核兵器の惨状を伝える原爆ドーム『広島平和記念資料館』。犠牲者の魂を慰め、恒久の平和を願う『広島平和記念公園』。これらは、平穏な毎日がどれほど尊いものかを教えてくれます。

 

ぜひ、世界中の人々に訪れてほしい場所です。

 

JR広島駅からは約2キロ。アクセスには路面電車やバスを使うと便利です。また、宮島〜原爆ドームをつなぐ高速船「ひろしま世界遺産航路」もあります。

 

それではご覧ください。

 

 

原爆ドームとは

原爆ドームとは一体何か?

 

その存在こそ有名ですが、詳しいことまで知らない・・・という人も多いかもしれません。ここでは詳細に触れながら、見て感じたことをお伝えしますね。

 

原爆ドームは、元々広島県の物産を展示したり、販売したりする施設でした。

 

設計を手掛けたのは、チェコの建築家ヤン・レツル氏。ドーム状の屋根を持つ、木材+煉瓦+鉄筋コンクリートの3階建てです。当時としては、前衛的でおしゃれな建物だったのではないでしょうか。

今や、被爆後の姿の方が有名になってしまいましたね。保存のため、現在は建物の周りには柵が設けられています。目の当たりにすると、その凄惨さに声が出ませんでした。

 

頑強な建物も、この有様です。中にいた人は全員即死だったらしく、こんな丈夫そうな建物の中でも命を守れなかったのか・・・と、ただ驚くしかありません。

 

このドームのすぐ横には、元安川という大きな川が流れていますが、この川の中には現在も被爆者の遺品や被害にあった建物の部品が沈んでいるのだとか。水を求めて飛び込んだ人も多く、遺骨もあると言われています。
----
▶ **必要な作業**
[1] 原爆ドームの文章によると、元安川に遺骨もあると言われているのはなぜですか。一文から三文で説明してください。
[2] 原爆ドームの文章を、最後の文に続けて書き進めてください。
リストは本文とは別の出典から取られたものです。
----
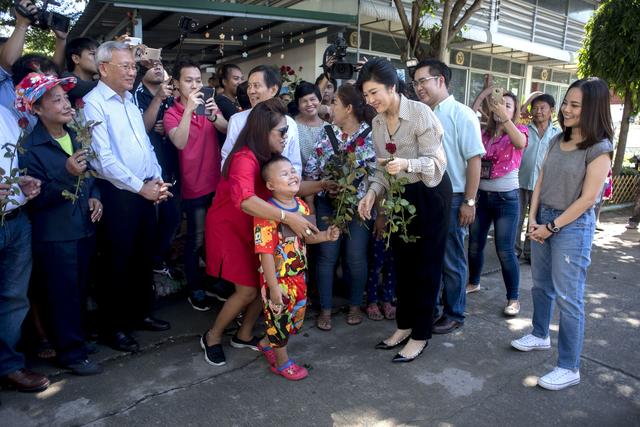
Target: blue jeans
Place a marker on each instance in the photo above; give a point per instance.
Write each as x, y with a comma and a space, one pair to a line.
196, 212
355, 256
15, 270
503, 209
452, 301
559, 271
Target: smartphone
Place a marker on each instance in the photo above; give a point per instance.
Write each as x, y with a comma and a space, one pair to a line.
497, 95
207, 93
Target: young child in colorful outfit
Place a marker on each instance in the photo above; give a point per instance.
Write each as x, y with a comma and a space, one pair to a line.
283, 262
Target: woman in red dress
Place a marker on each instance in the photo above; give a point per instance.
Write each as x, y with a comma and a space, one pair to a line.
229, 240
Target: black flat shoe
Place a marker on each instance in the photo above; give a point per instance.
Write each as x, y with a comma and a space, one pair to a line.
398, 358
384, 346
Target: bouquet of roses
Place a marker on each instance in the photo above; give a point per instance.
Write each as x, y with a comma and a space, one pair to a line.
398, 211
83, 129
12, 176
344, 169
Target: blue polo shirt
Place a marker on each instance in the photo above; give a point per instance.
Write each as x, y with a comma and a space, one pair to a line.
462, 139
534, 153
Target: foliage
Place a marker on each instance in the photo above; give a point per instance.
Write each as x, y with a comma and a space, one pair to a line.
12, 177
611, 51
425, 42
83, 129
343, 169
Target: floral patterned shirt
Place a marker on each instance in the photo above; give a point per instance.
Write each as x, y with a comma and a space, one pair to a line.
362, 147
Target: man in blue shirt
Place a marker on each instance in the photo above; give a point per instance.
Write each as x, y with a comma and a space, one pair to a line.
463, 147
541, 132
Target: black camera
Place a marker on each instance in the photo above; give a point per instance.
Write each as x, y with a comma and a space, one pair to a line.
187, 25
45, 19
341, 69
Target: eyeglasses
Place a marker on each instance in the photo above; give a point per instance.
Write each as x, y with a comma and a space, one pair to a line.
423, 81
283, 131
123, 67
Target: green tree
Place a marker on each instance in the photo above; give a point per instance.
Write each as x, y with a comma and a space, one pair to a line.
436, 39
611, 51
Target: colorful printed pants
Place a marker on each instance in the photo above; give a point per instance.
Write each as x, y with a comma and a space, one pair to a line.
289, 321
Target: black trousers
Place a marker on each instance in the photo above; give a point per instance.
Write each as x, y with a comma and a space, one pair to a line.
126, 243
61, 272
419, 264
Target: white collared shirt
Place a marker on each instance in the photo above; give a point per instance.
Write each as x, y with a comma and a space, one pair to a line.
291, 151
10, 132
124, 154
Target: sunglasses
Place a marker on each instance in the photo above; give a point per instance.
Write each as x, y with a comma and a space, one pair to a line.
283, 131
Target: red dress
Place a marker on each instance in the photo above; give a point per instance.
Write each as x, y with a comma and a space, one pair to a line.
229, 238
----
▶ **演習の結果**
[1] 水を求めて元安川に飛び込んだ人が多かったためです。川の中には、現在も被爆者の遺品や被害にあった建物の部品が沈んでいるとされています。

[2]
 

私はそうとは知らず、宮島から「ひろしま世界遺産航路」の船でこの川を通ってきました。

 

穏やかな川辺には、現在オシャレなカフェなどが立ち並んでいます。そんな街並みと原爆ドームが同時に視界に入ると、原爆ドームが「何年経っても忘れないで」と語りかけてきているような気がしてなりません。

 

『原爆ドーム』は核兵器の根絶と世界平和を願って、1996年に世界遺産に登録されました。

 

 

原爆ドームと平和記念公園

原爆ドームと川を挟んで隣接する、『広島平和記念公園』。

かつてこのあたりは繁華街だったそうですが、現在は都市公園となっています。

こちらは、公園内にある「動員学徒慰霊塔」です。

 

広島市内では建物疎開のため、国民学校高等科以上の生徒が約8400人作業にあたっていました。そして、そのうちの約6300人が亡くなっています。

 

(建物疎開=空襲による市街地の大規模火災を防ぐため、木造民家等を解体する)

 

この塔は遺族の献金により完成しました。

正面には観音像、壁画の裏側には亡くなった学徒の方々の出身校が刻印されています。

児童雑誌「赤い鳥」の創刊者である鈴木三重吉の胸像もありました。鈴木氏は広島市出身なのですね。隣の碑文の上には、子供が2人腰掛けています。

頭上に折り鶴を掲げる、「原爆の子の像」。

その後ろには、色とりどりの千羽鶴が飾られています。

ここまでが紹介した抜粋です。